## 課題の説明
下の抜粋のうち、「4 プライベート・トーク」を含む語句で始まり「がありますが、お酒を主人公にしています。」で終わる部分を、一字一句変えずに返すこと。

## 抜粋
···
アリス=紗良・オットさん。自然体で伸び伸びしてる感じが、私の目指してる方向であるため。
〇印象深いコンサート
昔、母親に連れて行ってもらった、ユンディ・リのコンサート
〇印象にある会場
ホールでのコンサートより、イベント会場が多いのですが、どの会場も同じように私の中でステキな場所として残っています。
「東京国際フォーラム」や「郡山ユラックス熱海」は大きい会場でした。
「アクトシティ浜松」「多賀城市文化センター」「福島市音楽堂」などは、賞を取れた場所であることと、美しい建築物であることから印象に残っています。
4 プライベート・トーク
〇歴史
日本史が好きでした。なかなか最近は本が読めてませんが、まとまった自由時間が取れたら読みたいなぁと思います。
〇自慢
足の裏が常に物凄く凝っていて、足ツボマッサージ師を毎度唸らせること。(自慢?)
マッサージが上手いこと。
子供を育てながら音楽活動をしているので、気合いと根性はある方だと思います。
〇趣味・嗜好
コーヒーと甘いものが好きです。
映画を観ることも好きです。「カーズクロスロード」「インクレディブルファミリー」など、子供と一緒に観ています。
〇お酒
福島はお酒造りが盛んです。金賞獲得銘柄数が6年連続日本一になっています。福島県出身の者として、とても嬉しく思っています。
福島三人娘のオリジナル曲として書いた、「巣立ち〜感謝を込めて〜」という曲がありますが、お酒を主人公にしています。
「大事に育ててくれてありがとう」という感謝の気持ちを込めて作ったこの歌を、ぜひ多くの方に聞いていただきたいです。
〇カラオケ
倉木麻衣さんの曲が好きで、歌います。
···
## データ部分

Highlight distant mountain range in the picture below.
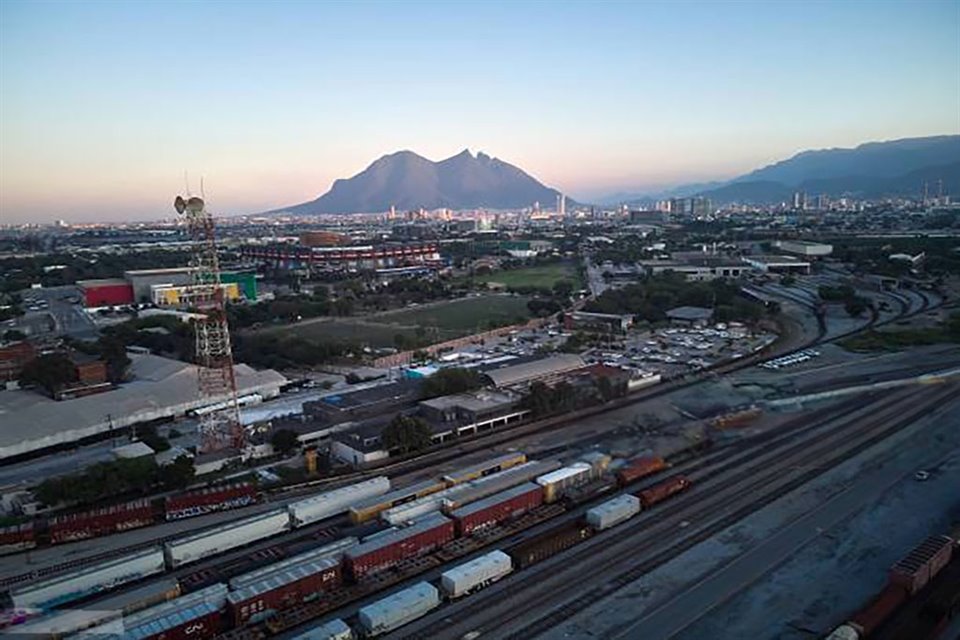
···
## 出力結果
4 プライベート・トーク
〇歴史
日本史が好きでした。なかなか最近は本が読めてませんが、まとまった自由時間が取れたら読みたいなぁと思います。
〇自慢
足の裏が常に物凄く凝っていて、足ツボマッサージ師を毎度唸らせること。(自慢?)
マッサージが上手いこと。
子供を育てながら音楽活動をしているので、気合いと根性はある方だと思います。
〇趣味・嗜好
コーヒーと甘いものが好きです。
映画を観ることも好きです。「カーズクロスロード」「インクレディブルファミリー」など、子供と一緒に観ています。
〇お酒
福島はお酒造りが盛んです。金賞獲得銘柄数が6年連続日本一になっています。福島県出身の者として、とても嬉しく思っています。
福島三人娘のオリジナル曲として書いた、「巣立ち〜感謝を込めて〜」という曲がありますが、お酒を主人公にしています。